### Task prompt
Given the records below, set each one down again exactly as it reads.

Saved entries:
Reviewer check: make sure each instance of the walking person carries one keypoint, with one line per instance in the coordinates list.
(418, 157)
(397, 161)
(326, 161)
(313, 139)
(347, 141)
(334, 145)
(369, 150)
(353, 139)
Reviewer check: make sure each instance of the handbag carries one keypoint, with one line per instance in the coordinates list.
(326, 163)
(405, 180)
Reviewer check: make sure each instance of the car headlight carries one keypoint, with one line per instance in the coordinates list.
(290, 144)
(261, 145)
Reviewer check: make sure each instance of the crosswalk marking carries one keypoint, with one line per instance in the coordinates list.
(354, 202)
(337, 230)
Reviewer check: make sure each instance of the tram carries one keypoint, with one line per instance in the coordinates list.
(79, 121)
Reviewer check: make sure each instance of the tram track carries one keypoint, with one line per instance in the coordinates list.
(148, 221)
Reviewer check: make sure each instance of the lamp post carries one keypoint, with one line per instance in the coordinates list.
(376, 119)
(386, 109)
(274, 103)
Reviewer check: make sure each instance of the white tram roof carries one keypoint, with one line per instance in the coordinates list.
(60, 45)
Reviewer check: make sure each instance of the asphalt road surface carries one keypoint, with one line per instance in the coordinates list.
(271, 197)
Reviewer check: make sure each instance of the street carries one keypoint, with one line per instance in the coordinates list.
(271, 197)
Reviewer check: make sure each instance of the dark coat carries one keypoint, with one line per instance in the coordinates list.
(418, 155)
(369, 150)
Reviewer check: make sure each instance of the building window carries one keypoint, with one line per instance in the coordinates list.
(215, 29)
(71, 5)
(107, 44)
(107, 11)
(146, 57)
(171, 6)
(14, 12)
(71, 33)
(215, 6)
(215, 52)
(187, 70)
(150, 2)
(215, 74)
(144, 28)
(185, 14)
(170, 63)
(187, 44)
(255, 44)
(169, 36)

### Answer to the exercise
Reviewer check: make sure each instance of the walking person carries one keypoint, with one line per instance in the coordinates list.
(418, 157)
(397, 161)
(326, 161)
(313, 139)
(347, 141)
(334, 145)
(369, 150)
(353, 139)
Reviewer check: make sure each instance of the handbag carries one keypoint, with one line per instance in the coordinates list.
(326, 163)
(405, 180)
Reviewer check: make sure each instance of the car headlight carries one keypoint, with one line per instance in the coordinates list.
(290, 144)
(261, 145)
Reviewer check: make sure each instance of the crosswalk marking carries one keypoint, with one line per instance in the coordinates list.
(354, 202)
(337, 230)
Reviewer check: make sure each instance of the tram carries one keypoint, with one line per instance in the coordinates list.
(79, 121)
Reviewer check: make sure each instance of the tram track carries one keypoint, with one line per instance in the coordinates list.
(148, 221)
Reviewer check: make sure each instance of the lamp post carries one keypoint, with one line per instance in the coordinates list.
(376, 119)
(386, 109)
(274, 103)
Reviewer check: make sure each instance of the white tram roof carries one keypoint, with one line per instance in the coordinates list.
(60, 45)
Reviewer check: make sure each instance of the asphalt road surface carries one keypoint, with one line per instance in the coordinates list.
(271, 197)
Reviewer check: make sure each instance of the street carries one keypoint, with one line per instance in the coordinates list.
(271, 197)
Reviewer check: make sure each instance of the dark coat carries one keypoint, with one line per instance in the coordinates list.
(418, 155)
(369, 150)
Reviewer check: make sure each instance of the building window carries one keypoint, with one line per instance in the coordinates list.
(215, 29)
(71, 5)
(107, 44)
(107, 11)
(146, 57)
(171, 6)
(14, 12)
(71, 33)
(215, 6)
(215, 52)
(187, 70)
(150, 2)
(215, 74)
(144, 28)
(185, 14)
(170, 63)
(187, 44)
(255, 44)
(169, 36)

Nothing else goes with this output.